**TEXTAUSSCHNITT**:
═══
F: Was ist die mitteltönige Stimmung?
A: Unter mitteltönigen Stimmungen versteht man eine Reihe von Stimmungen, die in der Renaissance, im Barock und vielfach auch in späterer Zeit hauptsächlich für Tasteninstrumente gebräuchlich waren. Die mitteltönige Stimmung mit ihren vielen reinen Terzen verwirklicht fast vollkommen die reine Stimmunng für Tasteninstrumente – allerdings nur für eine begrenzte Zahl von Tonarten. (Wikipedia)
F: Und woher kommt das Wort „mitteltönig“?
A: Daher, dass man die Terz, z.B. C – E, rein gestimmt hat und den Ganzton dazwischen, also das D, genau in die Mitte gesetzt hat. (Voher waren die Sekunden-Abstände C-D und D-E unterschiedlich groß)
═══
**BEREITGESTELLTE DATEN**:

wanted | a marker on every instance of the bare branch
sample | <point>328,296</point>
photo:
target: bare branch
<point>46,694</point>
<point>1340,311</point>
═══
**SCHRIFTLICHE AUFGABE**: Zähle alle Tonnamen auf, die im Textausschnitt über die mitteltönige Stimmung genannt werden. Die Daten werden zur Bearbeitung nicht gebraucht.

**DIE LÖSUNG**: C, D, E